Start of LISTING
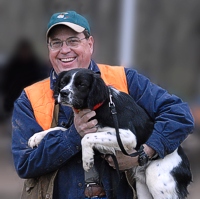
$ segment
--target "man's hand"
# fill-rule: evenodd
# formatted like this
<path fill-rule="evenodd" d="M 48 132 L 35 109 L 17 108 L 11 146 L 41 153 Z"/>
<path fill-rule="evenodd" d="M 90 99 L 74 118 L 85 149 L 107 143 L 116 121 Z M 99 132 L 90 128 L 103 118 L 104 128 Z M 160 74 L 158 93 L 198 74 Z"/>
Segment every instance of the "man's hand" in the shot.
<path fill-rule="evenodd" d="M 96 125 L 98 121 L 96 119 L 89 121 L 95 115 L 96 112 L 91 111 L 90 109 L 84 109 L 78 113 L 74 112 L 74 125 L 81 137 L 88 133 L 95 133 L 97 131 Z"/>

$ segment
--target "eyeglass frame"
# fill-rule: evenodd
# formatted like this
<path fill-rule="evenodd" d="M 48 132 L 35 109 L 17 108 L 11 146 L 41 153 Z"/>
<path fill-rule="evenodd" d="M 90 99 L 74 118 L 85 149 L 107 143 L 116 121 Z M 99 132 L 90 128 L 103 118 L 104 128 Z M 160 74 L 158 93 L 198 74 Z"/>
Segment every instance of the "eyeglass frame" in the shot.
<path fill-rule="evenodd" d="M 63 43 L 64 43 L 64 42 L 65 42 L 65 44 L 66 44 L 68 47 L 70 47 L 70 48 L 76 48 L 76 47 L 78 47 L 79 44 L 77 44 L 77 45 L 75 45 L 75 46 L 69 45 L 69 41 L 70 41 L 71 39 L 77 39 L 78 42 L 81 43 L 81 41 L 82 41 L 83 39 L 88 39 L 88 37 L 84 37 L 84 38 L 81 38 L 81 39 L 80 39 L 79 37 L 69 37 L 69 38 L 67 38 L 66 40 L 55 39 L 55 41 L 61 42 L 61 46 L 60 46 L 59 48 L 53 48 L 52 45 L 51 45 L 52 41 L 48 42 L 47 44 L 48 44 L 48 46 L 51 48 L 51 50 L 60 50 L 60 49 L 63 47 Z"/>

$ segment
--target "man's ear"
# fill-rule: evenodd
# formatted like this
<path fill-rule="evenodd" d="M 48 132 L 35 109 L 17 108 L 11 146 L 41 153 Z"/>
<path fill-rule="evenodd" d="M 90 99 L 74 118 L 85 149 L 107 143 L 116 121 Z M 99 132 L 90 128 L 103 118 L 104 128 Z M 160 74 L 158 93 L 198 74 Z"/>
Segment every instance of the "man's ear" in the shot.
End of LISTING
TASK: Copy out all the material above word for word, leaving out the pictures.

WRITTEN RESPONSE:
$ segment
--target "man's hand"
# fill-rule: evenodd
# formatted like this
<path fill-rule="evenodd" d="M 48 132 L 35 109 L 17 108 L 11 146 L 41 153 Z"/>
<path fill-rule="evenodd" d="M 90 99 L 74 118 L 85 149 L 107 143 L 116 121 Z M 99 132 L 90 128 L 103 118 L 104 128 Z M 160 74 L 158 93 L 198 74 Z"/>
Segment every instance of the "man's hand" in the shot.
<path fill-rule="evenodd" d="M 96 125 L 98 121 L 96 119 L 89 121 L 95 115 L 96 112 L 91 111 L 90 109 L 84 109 L 78 113 L 74 112 L 74 125 L 81 137 L 88 133 L 95 133 L 97 131 Z"/>

$ segment
--target "eyeglass frame"
# fill-rule: evenodd
# formatted like this
<path fill-rule="evenodd" d="M 48 132 L 35 109 L 17 108 L 11 146 L 41 153 Z"/>
<path fill-rule="evenodd" d="M 90 99 L 74 118 L 85 149 L 107 143 L 116 121 Z M 99 132 L 90 128 L 103 118 L 104 128 Z M 160 74 L 158 93 L 198 74 Z"/>
Segment every instance of the "eyeglass frame" in the shot.
<path fill-rule="evenodd" d="M 63 43 L 64 43 L 64 42 L 65 42 L 65 44 L 66 44 L 68 47 L 70 47 L 70 48 L 76 48 L 76 47 L 78 47 L 79 44 L 77 44 L 77 45 L 75 45 L 75 46 L 69 45 L 69 41 L 70 41 L 71 39 L 77 39 L 78 42 L 81 43 L 81 41 L 82 41 L 83 39 L 88 39 L 88 37 L 84 37 L 84 38 L 81 38 L 81 39 L 80 39 L 79 37 L 69 37 L 69 38 L 67 38 L 66 40 L 55 39 L 55 41 L 61 42 L 61 46 L 60 46 L 59 48 L 53 48 L 52 45 L 51 45 L 52 41 L 48 42 L 47 44 L 48 44 L 48 46 L 51 48 L 51 50 L 60 50 L 60 49 L 63 47 Z"/>

$ segment
--target "man's ear"
# fill-rule: evenodd
# formatted like this
<path fill-rule="evenodd" d="M 48 132 L 35 109 L 17 108 L 11 146 L 41 153 Z"/>
<path fill-rule="evenodd" d="M 90 99 L 74 118 L 85 149 L 107 143 L 116 121 Z M 99 132 L 90 128 L 103 118 L 104 128 Z M 160 74 L 158 93 L 198 74 Z"/>
Segment every instance of the "man's ear" in the shot.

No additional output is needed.